[Point localization data]
....
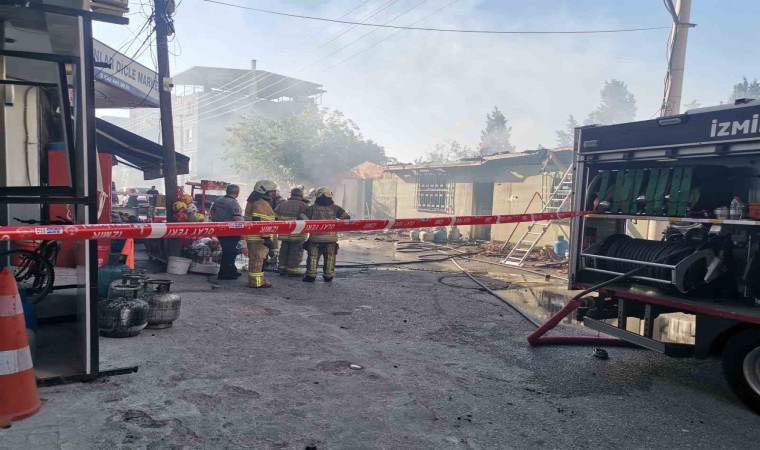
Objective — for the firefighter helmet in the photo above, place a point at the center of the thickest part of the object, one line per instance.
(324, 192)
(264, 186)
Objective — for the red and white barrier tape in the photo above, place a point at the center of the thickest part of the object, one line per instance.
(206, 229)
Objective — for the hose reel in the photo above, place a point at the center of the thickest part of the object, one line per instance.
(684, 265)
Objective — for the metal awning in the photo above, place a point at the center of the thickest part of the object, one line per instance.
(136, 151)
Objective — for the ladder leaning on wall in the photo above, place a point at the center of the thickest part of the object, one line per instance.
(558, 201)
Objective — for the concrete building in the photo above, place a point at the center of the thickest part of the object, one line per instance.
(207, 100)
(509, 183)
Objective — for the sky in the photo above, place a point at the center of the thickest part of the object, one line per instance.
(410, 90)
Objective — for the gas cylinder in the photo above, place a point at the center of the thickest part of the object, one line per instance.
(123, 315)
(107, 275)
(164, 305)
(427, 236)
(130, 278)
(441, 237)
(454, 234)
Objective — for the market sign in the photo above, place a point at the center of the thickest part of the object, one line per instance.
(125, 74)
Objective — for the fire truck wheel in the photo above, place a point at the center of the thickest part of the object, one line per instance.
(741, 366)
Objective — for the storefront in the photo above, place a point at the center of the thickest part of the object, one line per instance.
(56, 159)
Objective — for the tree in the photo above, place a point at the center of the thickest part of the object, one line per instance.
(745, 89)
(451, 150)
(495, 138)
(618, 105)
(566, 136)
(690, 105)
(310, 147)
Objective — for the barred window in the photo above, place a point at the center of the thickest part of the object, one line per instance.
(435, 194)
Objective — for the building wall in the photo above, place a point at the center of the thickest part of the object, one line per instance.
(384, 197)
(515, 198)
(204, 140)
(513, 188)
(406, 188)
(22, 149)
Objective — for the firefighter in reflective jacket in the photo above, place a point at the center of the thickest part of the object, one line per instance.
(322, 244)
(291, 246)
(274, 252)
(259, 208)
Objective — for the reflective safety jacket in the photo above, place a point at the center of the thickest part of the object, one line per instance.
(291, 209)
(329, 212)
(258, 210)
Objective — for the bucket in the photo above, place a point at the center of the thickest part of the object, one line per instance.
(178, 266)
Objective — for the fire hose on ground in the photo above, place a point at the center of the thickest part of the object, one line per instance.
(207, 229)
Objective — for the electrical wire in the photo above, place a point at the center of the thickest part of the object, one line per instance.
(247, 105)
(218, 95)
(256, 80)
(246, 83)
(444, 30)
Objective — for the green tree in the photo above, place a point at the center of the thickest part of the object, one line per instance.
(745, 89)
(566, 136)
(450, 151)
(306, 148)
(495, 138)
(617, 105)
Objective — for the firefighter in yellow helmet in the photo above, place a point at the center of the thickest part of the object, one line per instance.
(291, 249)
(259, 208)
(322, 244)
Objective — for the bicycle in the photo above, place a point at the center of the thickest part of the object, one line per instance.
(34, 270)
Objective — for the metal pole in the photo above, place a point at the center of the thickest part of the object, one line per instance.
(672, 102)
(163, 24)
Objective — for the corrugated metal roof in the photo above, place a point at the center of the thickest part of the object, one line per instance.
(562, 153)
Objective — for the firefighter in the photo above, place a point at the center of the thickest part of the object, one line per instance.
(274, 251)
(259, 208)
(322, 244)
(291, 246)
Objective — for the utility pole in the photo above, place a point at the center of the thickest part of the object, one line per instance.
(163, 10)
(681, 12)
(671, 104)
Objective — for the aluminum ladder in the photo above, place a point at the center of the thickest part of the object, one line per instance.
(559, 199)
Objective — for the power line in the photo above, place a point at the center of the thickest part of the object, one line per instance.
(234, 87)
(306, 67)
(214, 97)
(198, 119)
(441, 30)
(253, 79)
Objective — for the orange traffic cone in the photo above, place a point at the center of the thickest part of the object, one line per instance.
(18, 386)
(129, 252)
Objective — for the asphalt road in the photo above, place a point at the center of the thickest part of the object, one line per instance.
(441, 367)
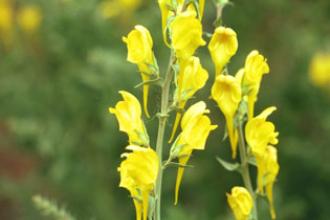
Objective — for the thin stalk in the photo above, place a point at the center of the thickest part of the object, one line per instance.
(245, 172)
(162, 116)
....
What you return must match the records above exactly, minus any images.

**THE COMPLETED TASK**
Objective — for the firefighter helmet in the photo above, place a point at the center of the thickest part of the object, one line per instance.
(324, 192)
(264, 186)
Objective — for the red and white barrier tape in the photo above, place a point at the center of the thickest part of the object, one line per instance.
(206, 229)
Objective — for the hose reel in the photo above, place a point at the center of the thickest part of the object, one line per instance.
(684, 265)
Objective — for the metal awning in the photo above, place a point at the center of the thickest part of the object, one line per instance.
(136, 151)
Objective — for the ladder leaning on wall in the photo above, place a point at the center of the thickest part of the object, one line per instance.
(558, 201)
Objective — for the concrete building in the photo above, place a point at the center of the thickest part of the object, one line per instance.
(207, 100)
(509, 183)
Objective — for the sky in the photo above, place a point at the center of the thickest part of the object, one line per instance.
(410, 90)
Objective — for the gas cylinder in the photo above, place a point at the center of the thickest part of the object, one line per instance.
(123, 315)
(107, 275)
(164, 305)
(427, 236)
(130, 278)
(441, 237)
(454, 234)
Objective — for the market sign in the photo above, place a point at the center of the thickest part of the object, one line per instance.
(125, 74)
Objective — for the fire truck wheel in the photo above, place a point at the center of the thickest part of the object, one line per instance.
(741, 366)
Objective — for the storefront in the photo above, place a point at the center of the thickest part of the object, one line per instance.
(56, 159)
Objective — for the tree in the photo above, place a point at the center of the thickest part of the object, one line per instance.
(745, 89)
(451, 150)
(495, 138)
(618, 105)
(566, 136)
(690, 105)
(310, 147)
Objective — for the barred window in the photo above, place a point at the center of the thickest part of the object, one line per instance.
(435, 194)
Objective — for the building wall in the photo above, place a point at the center of the thickest part of the object, one line per instance.
(384, 197)
(515, 198)
(204, 140)
(513, 188)
(406, 188)
(22, 149)
Objective — for the firefighter in reflective jacket in the photo above, place a point at the center of the thickest part of the object, one line per instance.
(322, 244)
(291, 246)
(274, 252)
(259, 208)
Objective — for the reflective safety jacket in the photo above, place a point at the center of the thickest part of the object, one line per instance.
(291, 209)
(329, 212)
(258, 210)
Objective — for the bucket in the photo above, place a point at the center of the thickest part of the object, one line per instance.
(178, 266)
Objective — for the fire hose on ground in the photo above, place a point at the center of the thickest part of the object, one line per instance.
(207, 229)
Objective — for the electrical wire in the photo above, place a point at the center of the thickest part of the object, one line per instance.
(247, 105)
(218, 95)
(256, 80)
(246, 83)
(444, 30)
Objective — for the green tree in the photo above, place a point at the center of the thickest part of the object, one line per instance.
(745, 89)
(566, 136)
(450, 151)
(306, 148)
(495, 138)
(617, 105)
Objective — for the firefighter in yellow helmet in the photo above, place a point at the center of the thickest part of the object, one line per instance.
(291, 249)
(259, 208)
(322, 244)
Objective — for the bicycle in the photo above, place a point at the center of the thickest part of the object, one line per instance.
(34, 270)
Objective — for the metal pole in the photo above, place a point at the center of the thickest part of the object, one line per instance.
(672, 102)
(163, 24)
Objective — for the corrugated metal roof in the photo above, place a point at the center of the thickest part of the object, one line per instance.
(562, 153)
Objective — for the firefighter in the photo above, place a point at the center of the thickest part of the object, one line per instance.
(274, 251)
(259, 208)
(322, 244)
(291, 246)
Objective — for the utility pole in the photo above, place a point at the center of the thickest part of the object, one line per instance.
(163, 10)
(681, 12)
(671, 104)
Objective — for the aluminum ladder in the photo above, place a point at the center of the thickest part of the object, one line per instance.
(559, 199)
Objective — for the power line in the photo above, place a point at the center of the thickest part of the object, one line per instance.
(234, 87)
(306, 67)
(214, 97)
(198, 119)
(441, 30)
(253, 79)
Objective — for the orange traffic cone in the photo above, place a point at the center of the thickest part of the object, one line per instance.
(18, 386)
(129, 252)
Objective — for the asphalt road in the photo above, place a point at the center of the thickest part of the object, one line per instance.
(441, 367)
Objective — for the thin stalk in the photo above, place a point at the center of the thickest part of the object, one line per instance.
(245, 172)
(162, 116)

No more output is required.